_FRAGMENTO DE TEXTO:_
>>>>
El arzobispo Raúl Silva Henríquez (1907-1999) había aprobado o condonado muchas
de las novedades. Y así fue surgiendo una improvisación tras otra, en una
especie de rivalidad entre los sacerdotes “progresistas” por inventar nuevas y
desafiantes liturgias. Llegué a visitar al Nuncio Apostólico, monseñor Egano
Righi-Lambertini, hacia mediados de 1965, con un grupo de personas que incluía
a Silvia Soublette, esposa del entonces Ministro de Relaciones Exteriores
Gabriel Valdés Subercaseaux; Eduardo Izquierdo y otras personas. Se trataba de
alertar al representante de la Santa Sede sobre los inventos chilenos. No
prometió nada y partió a Roma a participar en la cuarta y última sesión del
Concilio Vaticano II, que comenzó el 14 de septiembre de ese año. Dicha sesión
aportó aún muchas más innovaciones en otros planos, mientras la liturgia seguía
un camino reformista en manos de la antedicha Comisión.
Mons. Francisco Valdés Subercaseaux, OFMCap
(Foto: Música Litúrgica)
<<<<
_TAREA PLANTEADA 1:_ ¿En cuántas líneas de las filas aparece la cadena "trousers", distinguiendo mayúsculas de minúsculas? Indica solo el número.
_TAREA PLANTEADA 2:_ Escribe la parte que seguiría al fragmento sobre la liturgia en Chile, a partir de su última oración.
El fragmento sobre la liturgia en Chile y las filas son materiales independientes entre sí.

[Registros del conjunto de datos]
>>>>
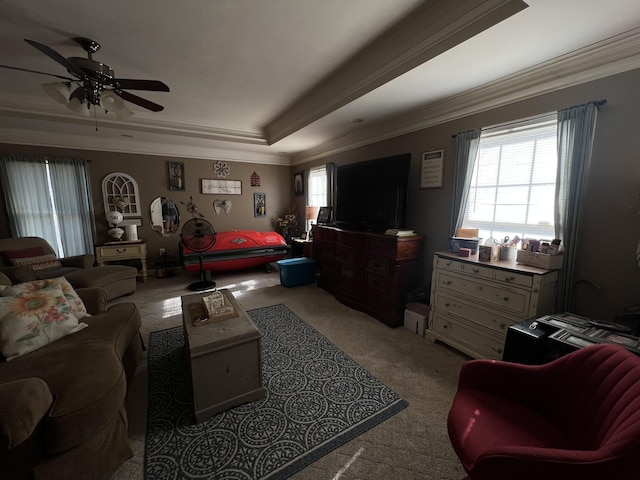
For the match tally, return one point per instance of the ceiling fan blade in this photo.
(149, 105)
(50, 52)
(36, 71)
(132, 84)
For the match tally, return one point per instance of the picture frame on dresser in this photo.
(324, 215)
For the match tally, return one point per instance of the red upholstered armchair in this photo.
(577, 417)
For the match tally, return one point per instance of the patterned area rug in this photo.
(317, 400)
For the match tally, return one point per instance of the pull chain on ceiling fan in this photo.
(94, 83)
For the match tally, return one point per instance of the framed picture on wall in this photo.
(259, 204)
(432, 166)
(176, 176)
(298, 183)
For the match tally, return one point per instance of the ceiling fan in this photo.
(93, 82)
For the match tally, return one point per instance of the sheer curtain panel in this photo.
(49, 197)
(576, 127)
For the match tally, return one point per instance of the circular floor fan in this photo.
(199, 236)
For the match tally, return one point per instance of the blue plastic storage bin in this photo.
(296, 271)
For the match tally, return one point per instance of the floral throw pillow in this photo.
(75, 302)
(34, 319)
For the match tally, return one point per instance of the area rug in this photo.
(317, 399)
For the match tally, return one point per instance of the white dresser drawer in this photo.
(113, 252)
(478, 271)
(466, 338)
(513, 278)
(486, 292)
(448, 264)
(484, 318)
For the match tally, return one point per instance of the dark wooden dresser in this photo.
(370, 272)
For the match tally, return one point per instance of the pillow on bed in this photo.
(34, 319)
(75, 302)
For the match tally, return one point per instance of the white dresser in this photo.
(124, 250)
(473, 303)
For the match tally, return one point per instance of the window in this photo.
(49, 197)
(512, 190)
(317, 191)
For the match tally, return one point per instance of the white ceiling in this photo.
(281, 81)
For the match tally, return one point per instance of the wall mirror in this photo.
(165, 216)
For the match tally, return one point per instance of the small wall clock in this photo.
(221, 169)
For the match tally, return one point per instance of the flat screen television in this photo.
(372, 195)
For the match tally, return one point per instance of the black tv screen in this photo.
(372, 195)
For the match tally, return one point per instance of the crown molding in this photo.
(162, 149)
(615, 55)
(31, 107)
(432, 28)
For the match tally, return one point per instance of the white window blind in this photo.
(317, 190)
(513, 185)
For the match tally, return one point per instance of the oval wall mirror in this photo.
(165, 216)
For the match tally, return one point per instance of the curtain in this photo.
(331, 185)
(576, 127)
(50, 197)
(466, 146)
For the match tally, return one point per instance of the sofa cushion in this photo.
(84, 372)
(40, 263)
(75, 302)
(30, 399)
(34, 319)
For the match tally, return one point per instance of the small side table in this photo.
(301, 248)
(114, 251)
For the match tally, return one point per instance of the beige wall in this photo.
(151, 174)
(611, 229)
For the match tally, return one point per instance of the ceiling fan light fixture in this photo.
(59, 91)
(79, 107)
(110, 101)
(123, 113)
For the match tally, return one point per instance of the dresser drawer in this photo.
(114, 252)
(485, 319)
(377, 283)
(448, 264)
(349, 271)
(514, 278)
(478, 271)
(381, 247)
(349, 240)
(467, 338)
(378, 265)
(511, 299)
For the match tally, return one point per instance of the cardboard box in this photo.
(296, 271)
(415, 317)
(540, 260)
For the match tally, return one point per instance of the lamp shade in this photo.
(59, 91)
(311, 213)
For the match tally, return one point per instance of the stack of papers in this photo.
(400, 233)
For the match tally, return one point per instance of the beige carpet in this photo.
(411, 445)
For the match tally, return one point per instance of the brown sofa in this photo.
(62, 406)
(117, 280)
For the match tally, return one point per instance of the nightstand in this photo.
(114, 251)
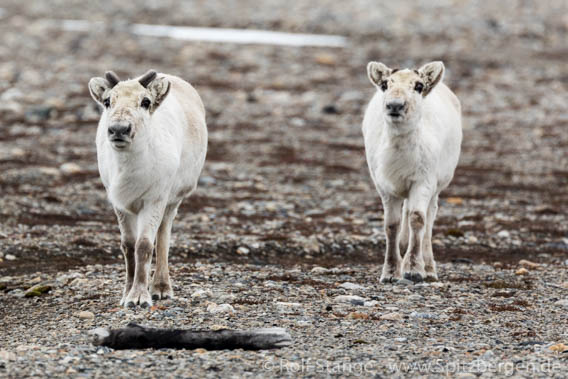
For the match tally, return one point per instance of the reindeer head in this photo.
(404, 90)
(128, 105)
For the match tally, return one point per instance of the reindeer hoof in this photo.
(414, 277)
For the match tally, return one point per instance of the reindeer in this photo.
(412, 131)
(151, 145)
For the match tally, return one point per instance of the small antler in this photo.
(112, 78)
(147, 78)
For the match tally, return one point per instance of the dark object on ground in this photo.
(135, 336)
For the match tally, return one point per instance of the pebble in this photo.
(70, 168)
(424, 315)
(221, 308)
(7, 355)
(504, 234)
(528, 264)
(319, 270)
(86, 315)
(348, 298)
(243, 250)
(393, 316)
(351, 286)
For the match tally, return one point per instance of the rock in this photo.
(488, 355)
(86, 315)
(504, 234)
(7, 356)
(393, 316)
(404, 282)
(528, 264)
(243, 250)
(358, 316)
(288, 306)
(471, 240)
(415, 297)
(319, 270)
(70, 168)
(221, 308)
(351, 286)
(202, 294)
(424, 315)
(37, 290)
(348, 298)
(559, 348)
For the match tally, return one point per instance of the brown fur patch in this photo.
(416, 220)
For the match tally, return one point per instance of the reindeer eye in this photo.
(419, 87)
(145, 103)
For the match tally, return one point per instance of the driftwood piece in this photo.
(135, 336)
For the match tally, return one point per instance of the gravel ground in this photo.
(285, 189)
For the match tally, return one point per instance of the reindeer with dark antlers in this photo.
(151, 146)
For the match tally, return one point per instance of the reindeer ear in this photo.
(97, 87)
(159, 88)
(431, 73)
(377, 72)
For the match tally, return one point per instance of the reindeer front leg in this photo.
(391, 268)
(413, 262)
(127, 225)
(161, 287)
(149, 219)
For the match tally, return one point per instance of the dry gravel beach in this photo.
(285, 228)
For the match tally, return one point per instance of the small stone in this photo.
(488, 355)
(471, 240)
(404, 282)
(86, 315)
(319, 270)
(243, 250)
(348, 298)
(358, 316)
(393, 316)
(37, 290)
(558, 348)
(7, 356)
(351, 286)
(70, 168)
(504, 234)
(201, 293)
(528, 264)
(424, 315)
(221, 308)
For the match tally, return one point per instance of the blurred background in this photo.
(285, 180)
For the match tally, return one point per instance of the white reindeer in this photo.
(151, 146)
(412, 130)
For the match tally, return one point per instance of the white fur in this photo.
(410, 163)
(147, 180)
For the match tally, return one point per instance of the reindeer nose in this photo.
(119, 130)
(395, 106)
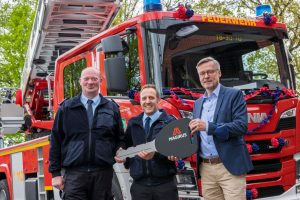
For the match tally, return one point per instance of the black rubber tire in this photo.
(4, 193)
(116, 189)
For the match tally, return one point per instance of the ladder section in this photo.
(11, 114)
(42, 194)
(59, 26)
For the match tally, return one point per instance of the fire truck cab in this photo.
(161, 48)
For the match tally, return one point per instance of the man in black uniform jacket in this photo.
(86, 133)
(153, 174)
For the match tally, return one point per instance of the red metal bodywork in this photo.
(128, 109)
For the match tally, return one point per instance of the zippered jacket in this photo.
(73, 145)
(159, 169)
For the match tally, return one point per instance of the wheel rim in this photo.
(3, 195)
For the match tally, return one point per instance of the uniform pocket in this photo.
(74, 154)
(103, 152)
(237, 142)
(160, 169)
(105, 118)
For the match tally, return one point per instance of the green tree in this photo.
(16, 20)
(287, 11)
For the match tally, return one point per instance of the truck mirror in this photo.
(116, 79)
(112, 44)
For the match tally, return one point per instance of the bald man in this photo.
(86, 133)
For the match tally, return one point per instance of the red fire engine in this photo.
(161, 48)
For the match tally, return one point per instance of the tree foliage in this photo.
(16, 20)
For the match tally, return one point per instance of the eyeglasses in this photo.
(208, 72)
(90, 78)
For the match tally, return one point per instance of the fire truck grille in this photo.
(286, 123)
(265, 146)
(263, 166)
(270, 191)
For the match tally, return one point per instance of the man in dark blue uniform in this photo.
(86, 133)
(153, 174)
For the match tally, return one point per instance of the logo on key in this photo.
(177, 134)
(176, 131)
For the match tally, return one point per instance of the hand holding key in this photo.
(174, 140)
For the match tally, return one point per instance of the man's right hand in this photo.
(58, 182)
(117, 159)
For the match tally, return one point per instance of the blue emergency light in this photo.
(152, 5)
(261, 9)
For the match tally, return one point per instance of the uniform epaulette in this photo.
(115, 102)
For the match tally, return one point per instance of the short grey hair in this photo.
(208, 59)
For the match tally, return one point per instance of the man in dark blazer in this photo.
(220, 121)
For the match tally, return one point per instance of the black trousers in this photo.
(165, 191)
(88, 185)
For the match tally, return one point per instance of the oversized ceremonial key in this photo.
(132, 151)
(173, 140)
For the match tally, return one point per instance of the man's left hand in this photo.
(197, 125)
(146, 155)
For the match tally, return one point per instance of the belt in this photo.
(212, 161)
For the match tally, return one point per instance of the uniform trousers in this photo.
(95, 185)
(165, 191)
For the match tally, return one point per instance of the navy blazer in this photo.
(228, 128)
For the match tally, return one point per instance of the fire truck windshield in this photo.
(250, 57)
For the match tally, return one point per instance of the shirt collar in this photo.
(84, 99)
(153, 116)
(215, 92)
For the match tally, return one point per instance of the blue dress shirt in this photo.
(208, 148)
<<<<
_RESPUESTA 1:_ 2

_RESPUESTA 2:_
Durante 1966,
comenzamos a tratar de establecer la celebración de una Misa tradicional en
alguna iglesia, pero sin efecto alguno. Con algunas personas, entre las que destacaban
Carlos José Larraín, Laurence Azaïs, Patricio Garreaud y otros, comenzamos a
ensayar la Misa de Angelis en mi
casa. Nuestros contactos con la familia Valdés Subercaseaux fueron muy
fructíferos, pues doña Margarita Valdés, mujer de don Alfonso Letelier, nos
apoyó y logró un permiso de parte de su hermano el Obispo de Osorno, Monseñor
Francisco Valdés Subercaseaux (1908-1982), quien era el encargado del canto
sagrado en la Conferencia Episcopal chilena. Desde entonces contamos con una
autorización oficial para celebrar Misas con cantos en latín.
Así pues,
luego de haber recorrido varias iglesias en Santiago buscando una adecuada,
dimos con las Clarisas de la Victoria, llamadas también de Nueva Fundación, en
calle Bellavista, casi frente a la Escuela de Derecho de la Universidad de
Chile. Allí logramos celebrar nuestra primera Misa tradicional el domingo 7 de
agosto de 1966. Ese día fue el comienzo de las celebraciones litúrgicas de lo
que hoy es nuestra Asociación, siempre abiertas al público. Esa primera Misa
fue oficiada por el P. Miguel Contardo S.J, actuando dos hermanos maristas de
acólitos, y nuestro grupo vocal de coro. Aquel día en la nave no había más de
10 ó 12 personas, entre los cuales se encontraba la familia Allamand Zavala,
incluyendo a Andrés, actual senador por Santiago, que a la sazón era un niño de
diez años.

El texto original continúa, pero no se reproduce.